[Saved entries]
*-*-*

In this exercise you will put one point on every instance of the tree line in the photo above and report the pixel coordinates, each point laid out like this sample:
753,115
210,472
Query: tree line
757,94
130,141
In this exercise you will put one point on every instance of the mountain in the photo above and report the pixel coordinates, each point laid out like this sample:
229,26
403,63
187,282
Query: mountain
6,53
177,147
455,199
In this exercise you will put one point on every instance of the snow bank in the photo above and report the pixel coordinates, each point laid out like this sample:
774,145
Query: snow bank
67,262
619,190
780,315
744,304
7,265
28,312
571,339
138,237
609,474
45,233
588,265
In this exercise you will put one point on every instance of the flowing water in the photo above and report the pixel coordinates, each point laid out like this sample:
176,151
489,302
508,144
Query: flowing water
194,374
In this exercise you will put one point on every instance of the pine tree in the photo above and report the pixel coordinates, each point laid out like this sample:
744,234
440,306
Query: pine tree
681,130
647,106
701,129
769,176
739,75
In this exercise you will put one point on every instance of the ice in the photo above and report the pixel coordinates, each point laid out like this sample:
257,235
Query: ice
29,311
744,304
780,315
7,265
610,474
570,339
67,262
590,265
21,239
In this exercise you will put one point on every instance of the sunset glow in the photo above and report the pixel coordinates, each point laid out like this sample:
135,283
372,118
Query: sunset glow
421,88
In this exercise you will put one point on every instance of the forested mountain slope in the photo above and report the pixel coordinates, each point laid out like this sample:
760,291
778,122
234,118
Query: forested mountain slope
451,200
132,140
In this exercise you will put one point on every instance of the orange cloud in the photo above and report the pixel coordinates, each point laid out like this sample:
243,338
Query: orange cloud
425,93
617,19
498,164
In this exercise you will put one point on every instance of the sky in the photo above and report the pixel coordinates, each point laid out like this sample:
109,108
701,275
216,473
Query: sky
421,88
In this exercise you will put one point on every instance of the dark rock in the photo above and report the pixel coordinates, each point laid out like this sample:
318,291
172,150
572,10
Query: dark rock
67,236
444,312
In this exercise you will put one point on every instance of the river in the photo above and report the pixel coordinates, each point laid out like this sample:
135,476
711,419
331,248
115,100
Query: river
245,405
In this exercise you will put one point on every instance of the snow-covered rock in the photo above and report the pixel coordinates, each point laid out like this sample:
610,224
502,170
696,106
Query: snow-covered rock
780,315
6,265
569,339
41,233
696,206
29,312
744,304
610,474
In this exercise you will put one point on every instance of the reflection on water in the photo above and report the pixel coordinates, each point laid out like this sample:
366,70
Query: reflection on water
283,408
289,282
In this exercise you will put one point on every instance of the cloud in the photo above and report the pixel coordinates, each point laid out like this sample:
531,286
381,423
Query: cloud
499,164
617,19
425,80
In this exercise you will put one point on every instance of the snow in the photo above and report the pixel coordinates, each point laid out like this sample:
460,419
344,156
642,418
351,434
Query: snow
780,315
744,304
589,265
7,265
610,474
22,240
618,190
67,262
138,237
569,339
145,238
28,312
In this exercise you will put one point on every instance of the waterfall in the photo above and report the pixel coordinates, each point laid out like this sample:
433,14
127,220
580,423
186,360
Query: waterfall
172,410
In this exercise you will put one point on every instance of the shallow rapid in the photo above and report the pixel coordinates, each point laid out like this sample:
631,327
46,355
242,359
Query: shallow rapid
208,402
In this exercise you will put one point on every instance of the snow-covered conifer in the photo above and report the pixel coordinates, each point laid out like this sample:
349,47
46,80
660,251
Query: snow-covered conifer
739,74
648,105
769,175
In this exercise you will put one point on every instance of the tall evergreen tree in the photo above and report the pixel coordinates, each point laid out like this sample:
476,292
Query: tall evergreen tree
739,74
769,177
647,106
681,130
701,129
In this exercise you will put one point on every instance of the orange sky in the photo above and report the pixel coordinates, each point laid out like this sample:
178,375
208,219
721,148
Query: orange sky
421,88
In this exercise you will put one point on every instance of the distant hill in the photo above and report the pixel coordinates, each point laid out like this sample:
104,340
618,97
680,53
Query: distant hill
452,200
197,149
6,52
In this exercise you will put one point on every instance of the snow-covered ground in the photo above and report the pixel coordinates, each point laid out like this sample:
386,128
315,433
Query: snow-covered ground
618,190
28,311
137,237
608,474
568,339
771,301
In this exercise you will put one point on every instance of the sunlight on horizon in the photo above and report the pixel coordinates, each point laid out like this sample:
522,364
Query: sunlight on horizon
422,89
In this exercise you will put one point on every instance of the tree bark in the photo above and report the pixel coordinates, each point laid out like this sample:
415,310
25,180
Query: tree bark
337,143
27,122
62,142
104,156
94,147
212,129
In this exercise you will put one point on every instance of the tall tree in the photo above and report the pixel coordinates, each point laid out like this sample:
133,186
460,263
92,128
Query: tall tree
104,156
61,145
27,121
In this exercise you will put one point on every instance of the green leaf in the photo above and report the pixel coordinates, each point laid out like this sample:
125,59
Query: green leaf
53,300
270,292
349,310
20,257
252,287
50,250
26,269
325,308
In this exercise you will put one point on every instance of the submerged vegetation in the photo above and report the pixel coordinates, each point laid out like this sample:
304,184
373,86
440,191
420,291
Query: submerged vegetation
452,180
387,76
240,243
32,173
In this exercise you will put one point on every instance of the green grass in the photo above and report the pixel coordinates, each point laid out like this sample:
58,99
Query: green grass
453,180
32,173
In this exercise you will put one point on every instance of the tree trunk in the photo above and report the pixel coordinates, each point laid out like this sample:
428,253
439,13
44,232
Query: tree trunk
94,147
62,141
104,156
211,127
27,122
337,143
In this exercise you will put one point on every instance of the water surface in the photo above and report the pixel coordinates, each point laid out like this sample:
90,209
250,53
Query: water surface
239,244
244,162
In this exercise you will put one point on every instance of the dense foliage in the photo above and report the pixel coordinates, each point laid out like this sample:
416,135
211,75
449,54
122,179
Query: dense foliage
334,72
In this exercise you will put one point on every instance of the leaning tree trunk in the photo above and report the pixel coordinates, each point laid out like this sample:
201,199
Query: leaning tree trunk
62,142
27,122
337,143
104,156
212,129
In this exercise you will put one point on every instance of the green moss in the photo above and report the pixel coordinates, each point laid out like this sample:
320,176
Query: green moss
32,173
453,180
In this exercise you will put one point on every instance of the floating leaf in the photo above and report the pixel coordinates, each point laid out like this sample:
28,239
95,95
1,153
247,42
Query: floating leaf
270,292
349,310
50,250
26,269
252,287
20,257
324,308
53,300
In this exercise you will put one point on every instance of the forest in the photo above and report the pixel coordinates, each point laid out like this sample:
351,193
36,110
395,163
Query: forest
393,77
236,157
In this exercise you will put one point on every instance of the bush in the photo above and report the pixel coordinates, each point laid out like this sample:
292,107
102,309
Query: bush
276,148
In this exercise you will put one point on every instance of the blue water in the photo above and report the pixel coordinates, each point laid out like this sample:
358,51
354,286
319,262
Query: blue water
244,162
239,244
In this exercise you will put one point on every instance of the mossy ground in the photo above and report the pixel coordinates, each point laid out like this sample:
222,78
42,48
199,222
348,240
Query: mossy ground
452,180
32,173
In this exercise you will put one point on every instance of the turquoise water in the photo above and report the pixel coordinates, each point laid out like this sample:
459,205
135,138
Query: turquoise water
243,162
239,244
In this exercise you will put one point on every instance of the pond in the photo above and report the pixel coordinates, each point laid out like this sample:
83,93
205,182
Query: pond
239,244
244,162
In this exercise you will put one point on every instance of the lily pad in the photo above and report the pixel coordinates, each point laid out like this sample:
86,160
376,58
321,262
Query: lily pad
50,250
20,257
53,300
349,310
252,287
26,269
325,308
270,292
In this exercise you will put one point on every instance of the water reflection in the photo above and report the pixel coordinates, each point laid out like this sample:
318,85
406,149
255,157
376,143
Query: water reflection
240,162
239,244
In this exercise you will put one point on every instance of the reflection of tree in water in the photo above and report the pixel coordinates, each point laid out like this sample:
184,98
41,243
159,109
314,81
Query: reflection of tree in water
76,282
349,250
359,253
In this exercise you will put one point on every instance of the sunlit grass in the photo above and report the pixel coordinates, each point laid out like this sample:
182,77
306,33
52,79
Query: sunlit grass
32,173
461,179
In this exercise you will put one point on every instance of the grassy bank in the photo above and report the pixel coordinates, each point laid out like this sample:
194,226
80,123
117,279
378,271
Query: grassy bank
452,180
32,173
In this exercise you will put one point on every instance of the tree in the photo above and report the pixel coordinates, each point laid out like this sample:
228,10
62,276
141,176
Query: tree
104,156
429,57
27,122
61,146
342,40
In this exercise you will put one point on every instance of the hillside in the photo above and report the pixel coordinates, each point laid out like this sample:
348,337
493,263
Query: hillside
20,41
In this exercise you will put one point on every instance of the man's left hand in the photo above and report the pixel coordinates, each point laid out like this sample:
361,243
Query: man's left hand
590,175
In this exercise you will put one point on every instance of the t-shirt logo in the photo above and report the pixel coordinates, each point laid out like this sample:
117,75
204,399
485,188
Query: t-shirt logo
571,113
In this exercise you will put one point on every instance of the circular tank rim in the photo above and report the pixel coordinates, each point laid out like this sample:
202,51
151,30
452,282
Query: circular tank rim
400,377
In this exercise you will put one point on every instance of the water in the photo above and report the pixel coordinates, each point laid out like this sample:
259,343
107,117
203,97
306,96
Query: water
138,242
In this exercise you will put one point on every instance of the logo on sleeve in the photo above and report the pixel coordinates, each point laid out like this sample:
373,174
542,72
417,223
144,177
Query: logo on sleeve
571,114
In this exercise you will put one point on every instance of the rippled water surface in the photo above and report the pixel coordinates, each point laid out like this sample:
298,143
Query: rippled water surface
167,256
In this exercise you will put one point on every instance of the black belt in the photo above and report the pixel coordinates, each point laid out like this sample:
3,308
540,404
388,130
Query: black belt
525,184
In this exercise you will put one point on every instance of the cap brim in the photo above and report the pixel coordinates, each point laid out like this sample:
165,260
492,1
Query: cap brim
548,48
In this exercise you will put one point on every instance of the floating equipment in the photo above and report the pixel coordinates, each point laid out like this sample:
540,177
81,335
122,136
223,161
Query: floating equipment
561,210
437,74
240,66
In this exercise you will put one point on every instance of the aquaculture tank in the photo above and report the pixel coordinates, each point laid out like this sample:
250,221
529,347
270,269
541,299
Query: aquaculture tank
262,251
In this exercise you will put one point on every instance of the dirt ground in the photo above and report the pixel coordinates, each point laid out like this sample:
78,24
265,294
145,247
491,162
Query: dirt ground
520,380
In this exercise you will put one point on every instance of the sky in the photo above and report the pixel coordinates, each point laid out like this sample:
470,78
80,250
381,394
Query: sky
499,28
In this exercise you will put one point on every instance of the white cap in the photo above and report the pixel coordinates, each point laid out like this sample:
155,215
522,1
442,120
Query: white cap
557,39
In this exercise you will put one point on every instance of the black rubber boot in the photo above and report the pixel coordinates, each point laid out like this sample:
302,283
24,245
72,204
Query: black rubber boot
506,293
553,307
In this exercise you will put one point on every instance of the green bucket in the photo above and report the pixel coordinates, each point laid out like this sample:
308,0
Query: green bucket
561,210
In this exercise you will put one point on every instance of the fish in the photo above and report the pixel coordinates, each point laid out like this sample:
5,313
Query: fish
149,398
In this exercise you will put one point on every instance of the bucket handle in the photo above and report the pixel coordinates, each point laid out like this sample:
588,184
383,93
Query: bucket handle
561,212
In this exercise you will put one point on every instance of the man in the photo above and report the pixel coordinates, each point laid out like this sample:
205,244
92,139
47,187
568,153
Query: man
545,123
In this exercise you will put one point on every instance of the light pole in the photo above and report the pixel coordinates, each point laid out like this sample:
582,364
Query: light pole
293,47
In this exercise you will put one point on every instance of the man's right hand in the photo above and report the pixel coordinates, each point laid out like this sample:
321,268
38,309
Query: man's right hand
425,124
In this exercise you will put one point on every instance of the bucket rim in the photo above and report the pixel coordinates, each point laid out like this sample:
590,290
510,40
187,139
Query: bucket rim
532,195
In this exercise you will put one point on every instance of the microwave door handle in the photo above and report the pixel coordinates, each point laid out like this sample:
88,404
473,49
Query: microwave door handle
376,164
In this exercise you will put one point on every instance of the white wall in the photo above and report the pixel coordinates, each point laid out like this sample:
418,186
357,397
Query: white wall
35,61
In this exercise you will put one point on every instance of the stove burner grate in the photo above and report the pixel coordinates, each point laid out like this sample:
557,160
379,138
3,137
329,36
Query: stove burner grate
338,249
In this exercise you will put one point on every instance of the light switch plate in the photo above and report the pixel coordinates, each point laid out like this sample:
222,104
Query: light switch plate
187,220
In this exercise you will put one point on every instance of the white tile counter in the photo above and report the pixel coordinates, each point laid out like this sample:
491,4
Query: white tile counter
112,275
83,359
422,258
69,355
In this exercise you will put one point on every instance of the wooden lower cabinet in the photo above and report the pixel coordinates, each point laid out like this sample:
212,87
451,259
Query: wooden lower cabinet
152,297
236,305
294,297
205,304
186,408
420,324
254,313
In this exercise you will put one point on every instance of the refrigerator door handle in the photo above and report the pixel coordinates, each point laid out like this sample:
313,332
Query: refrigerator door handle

*-*-*

EXERCISE BRIEF:
From the records above, pick out and copy each line holding the word "refrigerator".

EXERCISE OUTPUT:
In this exercise you will put one point on every instance of the refrigerator door handle in the photo above and report the pixel coordinates, each point laid out like this sample:
Query: refrigerator door handle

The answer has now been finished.